- [EXERCISE AIM] For the records below, print the lines from the line with "# rows come back like column 381, row 739" through the line with "# rows come back like column 68, row 375" exactly as written; include both end lines and exclude the rest.

*** Opening of RECORDS FOR THIS TASK ***

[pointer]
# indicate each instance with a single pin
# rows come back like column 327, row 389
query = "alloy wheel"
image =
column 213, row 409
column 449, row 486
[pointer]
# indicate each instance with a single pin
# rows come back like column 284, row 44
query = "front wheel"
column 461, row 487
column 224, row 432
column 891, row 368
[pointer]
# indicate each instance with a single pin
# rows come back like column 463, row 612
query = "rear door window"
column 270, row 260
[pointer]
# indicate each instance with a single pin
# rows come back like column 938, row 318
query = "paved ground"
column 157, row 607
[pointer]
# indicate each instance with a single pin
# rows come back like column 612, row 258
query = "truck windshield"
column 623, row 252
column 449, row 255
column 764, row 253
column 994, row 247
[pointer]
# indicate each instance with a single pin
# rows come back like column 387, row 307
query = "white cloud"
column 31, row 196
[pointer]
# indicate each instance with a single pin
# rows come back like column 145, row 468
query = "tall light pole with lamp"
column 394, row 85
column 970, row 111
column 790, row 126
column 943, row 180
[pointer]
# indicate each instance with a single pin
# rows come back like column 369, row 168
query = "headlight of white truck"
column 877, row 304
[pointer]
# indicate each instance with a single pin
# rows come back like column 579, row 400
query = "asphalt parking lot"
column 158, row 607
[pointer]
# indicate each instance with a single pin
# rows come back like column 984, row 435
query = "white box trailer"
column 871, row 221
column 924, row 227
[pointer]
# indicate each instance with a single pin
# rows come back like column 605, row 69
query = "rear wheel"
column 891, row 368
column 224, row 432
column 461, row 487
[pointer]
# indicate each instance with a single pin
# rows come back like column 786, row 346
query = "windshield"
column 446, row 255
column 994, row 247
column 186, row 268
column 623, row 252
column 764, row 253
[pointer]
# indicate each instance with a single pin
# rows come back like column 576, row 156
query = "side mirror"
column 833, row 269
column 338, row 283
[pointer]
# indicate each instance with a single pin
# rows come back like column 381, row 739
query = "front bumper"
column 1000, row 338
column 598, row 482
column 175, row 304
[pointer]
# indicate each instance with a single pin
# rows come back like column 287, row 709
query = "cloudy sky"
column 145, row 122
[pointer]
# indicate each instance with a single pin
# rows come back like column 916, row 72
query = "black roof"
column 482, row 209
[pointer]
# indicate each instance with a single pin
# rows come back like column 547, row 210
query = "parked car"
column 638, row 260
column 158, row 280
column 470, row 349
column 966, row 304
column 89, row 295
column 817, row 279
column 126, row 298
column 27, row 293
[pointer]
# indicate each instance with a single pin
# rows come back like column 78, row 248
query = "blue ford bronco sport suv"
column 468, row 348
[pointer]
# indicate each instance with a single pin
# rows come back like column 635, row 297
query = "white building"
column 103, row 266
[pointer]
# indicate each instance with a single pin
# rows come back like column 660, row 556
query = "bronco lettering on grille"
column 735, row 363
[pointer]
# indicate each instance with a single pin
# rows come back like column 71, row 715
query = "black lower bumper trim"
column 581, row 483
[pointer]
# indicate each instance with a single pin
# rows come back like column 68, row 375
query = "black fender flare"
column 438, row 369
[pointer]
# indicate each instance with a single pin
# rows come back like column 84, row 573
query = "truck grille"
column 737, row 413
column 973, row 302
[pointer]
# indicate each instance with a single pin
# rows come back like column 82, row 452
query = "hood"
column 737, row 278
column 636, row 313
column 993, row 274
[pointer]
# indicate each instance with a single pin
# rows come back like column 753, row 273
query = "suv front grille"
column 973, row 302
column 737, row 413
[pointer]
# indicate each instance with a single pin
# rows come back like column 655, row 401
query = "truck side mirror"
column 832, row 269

*** Close of RECORDS FOR THIS TASK ***

- [EXERCISE RESULT]
# rows come back like column 381, row 739
query = "front bumper"
column 1000, row 338
column 598, row 482
column 175, row 304
[pointer]
# indicate each instance with a single pin
# rows come back like column 287, row 709
query = "cloudy sky"
column 145, row 122
[pointer]
# indicate each instance with a single pin
# rows come back like column 916, row 72
query = "black roof"
column 482, row 209
[pointer]
# indicate each instance with a single pin
# rows come back like column 547, row 210
query = "parked car"
column 638, row 260
column 158, row 280
column 470, row 349
column 966, row 304
column 89, row 295
column 817, row 279
column 126, row 298
column 27, row 293
[pointer]
# indicate each instance with a single pin
# rows come back like column 78, row 248
query = "blue ford bronco sport suv"
column 468, row 348
[pointer]
# indicate each instance with a single pin
# rows come back like column 635, row 297
query = "white building"
column 103, row 266
[pointer]
# indicate each instance with a single pin
# rows come back like column 660, row 556
query = "bronco lettering on grille"
column 735, row 363
[pointer]
# indicate each instance with a single pin
# rows come back like column 71, row 715
query = "black lower bumper trim"
column 581, row 483
[pointer]
# indicate each instance with a single pin
# rows come back like column 68, row 375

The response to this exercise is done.